* _SELECTED EXTRACT_
<<<<
Polanski’s Ghost Writer is a very effective political thriller, and three foreign crime dramas reward the effort to watch their grisly violence – the Red Riding Trilogy (like Carlos a three-part series originally made for television) tracks the long and convoluted case of the Yorkshire Ripper; Animal Kingdom follows the decline of a Melbourne crime family ruled by an Aussie lioness of a mother; A Prophet shows in intimate gory detail how an Arab youth in a French prison comes to depend on the Corsican mob that runs the joint and much else besides.

The relationships amongst family, friends, and lovers are examined from many angles in an international array of worthy films.  The American indies Mother & Child and Please Give weave together the stories of several families -- Roderigo Garcia with an excellent cast led by Annette Bening and Naomi Watts as a mother and daughter separated at birth, and Nicole Holofcener out of a cross-section of Manhattan neurotics surrounding Catherine Keener.   From Britain, Mike Leigh does not disappoint but does not top himself with Another Year, and Never Let Me Go tells a surprisingly thought-provoking dystopian fable about some attractive young people at a boarding school that is not what it seems.  From Italy, the operatic and sensual family drama of I Am Love is anchored by Tilda Swinton.  From France, The Father of My Children meticulously examines the lead-up to and fall-out from a family tragedy.  From Germany comes the step-by-step break-up of a mismatched couple on a Mediterranean vacation in Everyone Else.

Appreciations, which I consider worth seeing:  I would cite both The Fighter and The Town for knowing portrayals of rough’n’tumble Massachusetts working-class communities.  Among the other Oscar nominees, I like The Kids Are All Right less than many do, but 127 Hours more than I expected, though neither strikes me as a legitimate contender for “Best Picture.”  The rest of this category is a mixed-bag of little-known films, each of which found some support in critics polls, except a couple I would point out as suiting my particular (peculiar?) personal taste – Neil Jordan’s selkie fable Ondine appeals to me for its local Irish flavor and the un-star-like performance of Colin Farrell, and I appreciate the relatively serious portrayal of Darwin by Paul Bettany in Creation.  Michelle Williams and Ryan Gosling enact a winsome romance and lacerating break-up in Blue Valentine.  Highly-charged historical situations are depicted, again from a variety of nations -- Lebanon looks at the 1982 war from the perspective of some raw Israeli recruits confined to a tank; White Material takes in an African civil war from the perspective of French coffee plantation owner Isabelle Huppert; Vincere looks at the rise of Mussolini from the view of the woman and son he discarded on the way up the ladder; and Four Lions is an unlikely terrorist comedy about a half-assed group of British Islamicists.  Alamar is sui generis, quietly following a young mixed-race boy as he goes to spend a summer with his father in the natural paradise of the Mexican coral reefs.
>>>>
* _TASK SET_
**a.** In the film review, recast the paragraph beginning "The relationships amongst family, friends, and lovers" as a bulleted list, one film or pair of films per bullet, keeping its main facts.
**b.** Reproduce word for word the stretch of the film review from "Polanski’s Ghost Writer" through "much else besides.".
You won't need the data that follows.

* _RECORDS_
<<<<
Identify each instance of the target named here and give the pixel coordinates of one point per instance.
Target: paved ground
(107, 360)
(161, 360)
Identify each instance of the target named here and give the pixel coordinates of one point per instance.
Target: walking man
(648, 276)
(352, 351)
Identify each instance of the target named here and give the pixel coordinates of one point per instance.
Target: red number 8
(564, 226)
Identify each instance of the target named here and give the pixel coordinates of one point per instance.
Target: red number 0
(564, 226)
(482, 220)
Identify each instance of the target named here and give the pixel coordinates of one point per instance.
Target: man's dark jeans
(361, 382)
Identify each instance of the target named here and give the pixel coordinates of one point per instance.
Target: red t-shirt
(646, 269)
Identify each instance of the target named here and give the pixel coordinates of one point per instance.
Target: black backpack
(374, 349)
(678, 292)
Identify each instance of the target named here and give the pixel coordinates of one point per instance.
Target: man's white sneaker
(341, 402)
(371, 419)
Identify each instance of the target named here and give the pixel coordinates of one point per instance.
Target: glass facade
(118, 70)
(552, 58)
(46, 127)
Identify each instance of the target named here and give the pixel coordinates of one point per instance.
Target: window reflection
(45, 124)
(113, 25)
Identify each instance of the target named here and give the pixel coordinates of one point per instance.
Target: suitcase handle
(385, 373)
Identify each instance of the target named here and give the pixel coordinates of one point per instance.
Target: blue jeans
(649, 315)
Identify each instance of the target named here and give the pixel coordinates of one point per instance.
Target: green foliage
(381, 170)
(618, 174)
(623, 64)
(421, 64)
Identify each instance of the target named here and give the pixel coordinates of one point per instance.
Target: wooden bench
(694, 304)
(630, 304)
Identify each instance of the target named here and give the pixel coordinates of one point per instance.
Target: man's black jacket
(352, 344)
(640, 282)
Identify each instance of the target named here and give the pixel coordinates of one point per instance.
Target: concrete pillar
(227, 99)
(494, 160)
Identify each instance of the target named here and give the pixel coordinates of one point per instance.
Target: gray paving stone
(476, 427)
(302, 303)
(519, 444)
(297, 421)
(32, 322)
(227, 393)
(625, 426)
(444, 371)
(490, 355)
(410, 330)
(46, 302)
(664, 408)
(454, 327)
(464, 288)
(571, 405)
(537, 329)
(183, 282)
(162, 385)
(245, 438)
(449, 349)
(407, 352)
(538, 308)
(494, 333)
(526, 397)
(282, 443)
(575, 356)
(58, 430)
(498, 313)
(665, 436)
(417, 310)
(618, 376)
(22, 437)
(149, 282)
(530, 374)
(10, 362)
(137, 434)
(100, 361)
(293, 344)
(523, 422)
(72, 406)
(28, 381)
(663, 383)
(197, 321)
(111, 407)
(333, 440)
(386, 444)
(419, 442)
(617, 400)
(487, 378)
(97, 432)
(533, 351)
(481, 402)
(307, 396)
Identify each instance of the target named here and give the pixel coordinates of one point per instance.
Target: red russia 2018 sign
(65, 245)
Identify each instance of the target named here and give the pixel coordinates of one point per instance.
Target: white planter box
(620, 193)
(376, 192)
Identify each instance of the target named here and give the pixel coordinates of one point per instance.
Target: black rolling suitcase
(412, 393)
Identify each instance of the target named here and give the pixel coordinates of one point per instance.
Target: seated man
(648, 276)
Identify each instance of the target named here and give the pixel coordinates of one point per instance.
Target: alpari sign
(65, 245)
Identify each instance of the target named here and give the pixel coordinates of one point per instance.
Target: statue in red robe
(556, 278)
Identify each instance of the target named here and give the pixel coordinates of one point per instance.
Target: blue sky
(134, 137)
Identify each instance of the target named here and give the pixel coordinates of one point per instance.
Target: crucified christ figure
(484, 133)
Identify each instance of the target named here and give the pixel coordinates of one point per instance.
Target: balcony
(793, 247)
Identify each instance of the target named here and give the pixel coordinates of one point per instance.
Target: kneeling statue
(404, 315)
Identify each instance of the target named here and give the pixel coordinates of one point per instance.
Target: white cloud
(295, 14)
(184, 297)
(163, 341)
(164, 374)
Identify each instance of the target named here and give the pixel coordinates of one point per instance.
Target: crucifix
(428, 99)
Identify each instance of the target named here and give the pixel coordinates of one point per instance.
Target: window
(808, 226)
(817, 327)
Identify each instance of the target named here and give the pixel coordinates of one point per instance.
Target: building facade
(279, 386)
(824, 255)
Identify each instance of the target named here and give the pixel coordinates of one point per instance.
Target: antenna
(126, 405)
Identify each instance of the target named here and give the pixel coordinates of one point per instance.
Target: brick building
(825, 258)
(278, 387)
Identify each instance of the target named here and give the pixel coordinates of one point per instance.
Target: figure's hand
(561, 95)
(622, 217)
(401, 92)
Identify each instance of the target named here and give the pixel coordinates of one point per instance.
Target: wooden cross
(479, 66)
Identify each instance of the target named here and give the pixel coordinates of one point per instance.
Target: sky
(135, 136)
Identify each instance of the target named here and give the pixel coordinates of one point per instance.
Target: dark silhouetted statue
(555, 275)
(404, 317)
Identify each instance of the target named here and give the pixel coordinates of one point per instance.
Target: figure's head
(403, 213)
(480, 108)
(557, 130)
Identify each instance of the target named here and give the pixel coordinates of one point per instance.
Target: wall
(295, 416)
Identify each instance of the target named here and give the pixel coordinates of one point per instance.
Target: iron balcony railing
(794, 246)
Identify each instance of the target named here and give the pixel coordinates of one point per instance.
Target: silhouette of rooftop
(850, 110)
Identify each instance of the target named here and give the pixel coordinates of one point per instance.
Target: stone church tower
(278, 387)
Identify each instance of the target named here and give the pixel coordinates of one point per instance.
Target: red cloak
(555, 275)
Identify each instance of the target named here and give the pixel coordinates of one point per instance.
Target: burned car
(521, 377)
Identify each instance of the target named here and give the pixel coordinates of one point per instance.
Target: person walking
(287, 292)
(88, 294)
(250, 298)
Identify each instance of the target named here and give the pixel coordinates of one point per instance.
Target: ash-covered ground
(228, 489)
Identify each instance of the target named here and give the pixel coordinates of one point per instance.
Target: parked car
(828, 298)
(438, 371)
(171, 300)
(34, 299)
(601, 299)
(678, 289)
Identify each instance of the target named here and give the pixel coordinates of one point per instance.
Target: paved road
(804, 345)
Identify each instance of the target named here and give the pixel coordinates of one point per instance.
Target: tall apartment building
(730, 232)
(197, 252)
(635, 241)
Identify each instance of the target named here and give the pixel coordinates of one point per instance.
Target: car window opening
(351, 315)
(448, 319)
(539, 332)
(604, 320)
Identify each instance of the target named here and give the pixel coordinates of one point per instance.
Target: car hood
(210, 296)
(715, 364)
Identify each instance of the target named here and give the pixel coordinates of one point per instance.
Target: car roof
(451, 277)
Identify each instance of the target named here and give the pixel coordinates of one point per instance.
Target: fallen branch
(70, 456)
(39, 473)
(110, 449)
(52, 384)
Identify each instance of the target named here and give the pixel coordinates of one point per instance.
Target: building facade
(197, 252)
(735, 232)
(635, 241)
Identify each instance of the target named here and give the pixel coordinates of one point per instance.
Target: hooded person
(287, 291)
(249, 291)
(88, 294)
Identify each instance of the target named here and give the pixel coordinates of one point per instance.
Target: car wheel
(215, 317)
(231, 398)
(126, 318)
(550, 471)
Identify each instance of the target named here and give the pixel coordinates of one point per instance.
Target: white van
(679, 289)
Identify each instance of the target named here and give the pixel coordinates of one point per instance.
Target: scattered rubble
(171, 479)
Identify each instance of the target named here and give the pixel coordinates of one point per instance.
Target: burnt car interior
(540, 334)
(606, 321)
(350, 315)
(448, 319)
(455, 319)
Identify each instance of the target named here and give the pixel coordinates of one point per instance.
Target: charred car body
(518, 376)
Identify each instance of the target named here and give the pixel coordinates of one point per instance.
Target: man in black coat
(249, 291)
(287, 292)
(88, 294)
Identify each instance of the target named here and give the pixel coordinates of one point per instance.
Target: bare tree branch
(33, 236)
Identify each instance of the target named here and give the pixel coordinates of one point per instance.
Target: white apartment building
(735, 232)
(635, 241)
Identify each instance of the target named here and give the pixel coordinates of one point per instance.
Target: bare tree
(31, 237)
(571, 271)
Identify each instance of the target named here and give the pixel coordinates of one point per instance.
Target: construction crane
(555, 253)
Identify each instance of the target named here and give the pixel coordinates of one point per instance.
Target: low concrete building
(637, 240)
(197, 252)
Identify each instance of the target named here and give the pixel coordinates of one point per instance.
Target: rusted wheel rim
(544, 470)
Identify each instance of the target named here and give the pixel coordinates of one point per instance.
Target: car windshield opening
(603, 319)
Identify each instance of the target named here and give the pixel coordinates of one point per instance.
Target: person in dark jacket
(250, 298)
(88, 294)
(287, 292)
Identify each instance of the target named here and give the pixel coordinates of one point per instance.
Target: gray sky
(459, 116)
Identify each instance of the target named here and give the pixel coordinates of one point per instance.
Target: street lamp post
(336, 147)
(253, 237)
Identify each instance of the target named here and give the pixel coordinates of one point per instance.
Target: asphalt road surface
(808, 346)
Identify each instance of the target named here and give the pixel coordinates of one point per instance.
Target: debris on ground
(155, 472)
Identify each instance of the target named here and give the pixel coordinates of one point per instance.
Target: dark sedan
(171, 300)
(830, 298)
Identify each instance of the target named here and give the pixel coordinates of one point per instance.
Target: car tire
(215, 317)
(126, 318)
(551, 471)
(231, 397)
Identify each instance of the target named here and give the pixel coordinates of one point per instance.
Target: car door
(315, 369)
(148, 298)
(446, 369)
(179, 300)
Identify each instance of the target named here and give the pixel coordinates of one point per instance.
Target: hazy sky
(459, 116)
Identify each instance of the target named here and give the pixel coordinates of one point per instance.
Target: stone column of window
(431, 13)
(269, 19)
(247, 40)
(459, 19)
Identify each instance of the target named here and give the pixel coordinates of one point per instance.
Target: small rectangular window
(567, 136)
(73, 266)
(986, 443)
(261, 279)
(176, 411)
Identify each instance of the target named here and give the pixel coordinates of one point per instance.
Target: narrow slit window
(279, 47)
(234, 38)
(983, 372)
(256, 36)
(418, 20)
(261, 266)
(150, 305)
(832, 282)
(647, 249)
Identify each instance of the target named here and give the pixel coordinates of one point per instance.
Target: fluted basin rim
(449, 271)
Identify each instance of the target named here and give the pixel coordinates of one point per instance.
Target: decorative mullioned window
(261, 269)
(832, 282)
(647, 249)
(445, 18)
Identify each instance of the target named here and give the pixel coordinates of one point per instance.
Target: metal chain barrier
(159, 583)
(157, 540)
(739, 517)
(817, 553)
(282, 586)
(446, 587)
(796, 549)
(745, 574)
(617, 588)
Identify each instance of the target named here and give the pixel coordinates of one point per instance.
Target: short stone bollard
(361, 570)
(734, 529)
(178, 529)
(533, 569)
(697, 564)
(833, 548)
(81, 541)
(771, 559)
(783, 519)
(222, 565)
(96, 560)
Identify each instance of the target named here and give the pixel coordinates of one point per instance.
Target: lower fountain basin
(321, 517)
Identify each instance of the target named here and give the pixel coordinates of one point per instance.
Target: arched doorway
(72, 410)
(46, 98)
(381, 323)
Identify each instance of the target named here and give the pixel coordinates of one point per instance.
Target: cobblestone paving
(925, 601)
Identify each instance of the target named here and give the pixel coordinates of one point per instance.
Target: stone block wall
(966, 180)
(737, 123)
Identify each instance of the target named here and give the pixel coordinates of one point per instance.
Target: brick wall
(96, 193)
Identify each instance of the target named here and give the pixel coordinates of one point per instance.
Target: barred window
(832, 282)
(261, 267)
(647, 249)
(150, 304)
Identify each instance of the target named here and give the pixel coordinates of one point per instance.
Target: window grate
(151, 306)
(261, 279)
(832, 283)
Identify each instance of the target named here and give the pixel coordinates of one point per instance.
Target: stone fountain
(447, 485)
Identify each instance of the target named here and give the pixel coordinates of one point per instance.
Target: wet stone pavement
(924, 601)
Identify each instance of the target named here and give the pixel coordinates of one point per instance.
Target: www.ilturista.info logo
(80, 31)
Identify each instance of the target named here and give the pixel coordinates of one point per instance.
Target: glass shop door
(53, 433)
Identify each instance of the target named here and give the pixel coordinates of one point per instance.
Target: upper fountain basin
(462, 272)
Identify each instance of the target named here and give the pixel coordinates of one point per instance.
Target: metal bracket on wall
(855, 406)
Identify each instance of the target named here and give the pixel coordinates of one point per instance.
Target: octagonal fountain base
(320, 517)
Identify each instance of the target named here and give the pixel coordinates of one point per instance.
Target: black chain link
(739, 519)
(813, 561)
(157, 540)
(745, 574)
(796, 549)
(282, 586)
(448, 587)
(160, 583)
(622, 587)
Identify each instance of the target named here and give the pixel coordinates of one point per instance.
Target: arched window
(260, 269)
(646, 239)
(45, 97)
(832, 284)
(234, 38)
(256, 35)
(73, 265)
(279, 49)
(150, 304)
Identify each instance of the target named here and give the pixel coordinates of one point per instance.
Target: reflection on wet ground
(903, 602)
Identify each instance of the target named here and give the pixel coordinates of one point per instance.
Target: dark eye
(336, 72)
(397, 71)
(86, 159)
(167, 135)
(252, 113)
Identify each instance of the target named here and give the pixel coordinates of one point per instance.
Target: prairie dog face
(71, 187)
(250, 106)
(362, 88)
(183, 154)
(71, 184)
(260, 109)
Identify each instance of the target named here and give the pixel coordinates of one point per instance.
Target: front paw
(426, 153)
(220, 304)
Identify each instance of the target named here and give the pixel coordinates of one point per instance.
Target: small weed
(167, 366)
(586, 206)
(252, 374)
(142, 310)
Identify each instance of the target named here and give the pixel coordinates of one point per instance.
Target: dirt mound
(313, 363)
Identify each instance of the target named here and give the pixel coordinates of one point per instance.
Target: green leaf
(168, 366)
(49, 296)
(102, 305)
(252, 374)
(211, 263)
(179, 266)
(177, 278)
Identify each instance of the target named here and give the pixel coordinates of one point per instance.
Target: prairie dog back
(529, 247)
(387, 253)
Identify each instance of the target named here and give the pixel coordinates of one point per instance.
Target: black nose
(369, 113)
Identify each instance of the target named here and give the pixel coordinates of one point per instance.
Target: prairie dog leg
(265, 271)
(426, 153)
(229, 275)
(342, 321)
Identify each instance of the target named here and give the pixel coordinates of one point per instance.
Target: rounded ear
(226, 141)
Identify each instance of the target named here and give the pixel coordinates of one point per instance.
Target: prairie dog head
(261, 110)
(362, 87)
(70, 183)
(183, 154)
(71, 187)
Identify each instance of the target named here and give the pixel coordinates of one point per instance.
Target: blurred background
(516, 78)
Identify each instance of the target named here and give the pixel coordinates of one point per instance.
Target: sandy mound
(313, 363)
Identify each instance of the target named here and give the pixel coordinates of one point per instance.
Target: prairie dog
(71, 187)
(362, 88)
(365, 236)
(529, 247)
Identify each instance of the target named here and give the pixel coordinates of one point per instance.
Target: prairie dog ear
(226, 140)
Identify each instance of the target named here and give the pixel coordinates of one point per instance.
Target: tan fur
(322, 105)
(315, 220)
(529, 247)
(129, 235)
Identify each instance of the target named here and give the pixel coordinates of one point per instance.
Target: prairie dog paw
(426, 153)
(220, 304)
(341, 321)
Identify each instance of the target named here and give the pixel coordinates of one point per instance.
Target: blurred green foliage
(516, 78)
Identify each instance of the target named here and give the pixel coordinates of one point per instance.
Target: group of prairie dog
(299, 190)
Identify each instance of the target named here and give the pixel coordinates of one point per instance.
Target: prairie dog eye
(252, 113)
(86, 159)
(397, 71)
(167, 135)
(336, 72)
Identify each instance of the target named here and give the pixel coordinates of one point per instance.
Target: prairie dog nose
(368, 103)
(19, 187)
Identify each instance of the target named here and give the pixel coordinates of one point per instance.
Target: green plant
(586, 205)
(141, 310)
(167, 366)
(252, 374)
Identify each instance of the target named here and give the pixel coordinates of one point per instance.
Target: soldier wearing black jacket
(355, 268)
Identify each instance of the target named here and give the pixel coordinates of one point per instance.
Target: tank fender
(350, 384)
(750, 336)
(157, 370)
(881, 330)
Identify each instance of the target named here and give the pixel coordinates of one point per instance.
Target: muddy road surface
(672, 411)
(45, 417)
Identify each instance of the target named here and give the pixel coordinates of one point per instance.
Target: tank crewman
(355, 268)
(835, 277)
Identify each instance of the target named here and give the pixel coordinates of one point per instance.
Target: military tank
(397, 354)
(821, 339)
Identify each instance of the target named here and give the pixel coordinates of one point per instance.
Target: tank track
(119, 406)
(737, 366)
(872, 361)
>>>>
* _TASK-BY-TASK SOLUTIONS_
**a.**
- Mother & Child and Please Give (American indies): each weaves together the stories of several families.
  - Mother & Child: by Roderigo Garcia, with an excellent cast led by Annette Bening and Naomi Watts as a mother and daughter separated at birth.
  - Please Give: by Nicole Holofcener, built from a cross-section of Manhattan neurotics surrounding Catherine Keener.
- Another Year (Britain): Mike Leigh does not disappoint but does not top himself.
- Never Let Me Go (Britain): a surprisingly thought-provoking dystopian fable about attractive young people at a boarding school that is not what it seems.
- I Am Love (Italy): an operatic and sensual family drama anchored by Tilda Swinton.
- The Father of My Children (France): meticulously examines the lead-up to and fall-out from a family tragedy.
- Everyone Else (Germany): the step-by-step break-up of a mismatched couple on a Mediterranean vacation.

**b.**
Polanski’s Ghost Writer is a very effective political thriller, and three foreign crime dramas reward the effort to watch their grisly violence – the Red Riding Trilogy (like Carlos a three-part series originally made for television) tracks the long and convoluted case of the Yorkshire Ripper; Animal Kingdom follows the decline of a Melbourne crime family ruled by an Aussie lioness of a mother; A Prophet shows in intimate gory detail how an Arab youth in a French prison comes to depend on the Corsican mob that runs the joint and much else besides.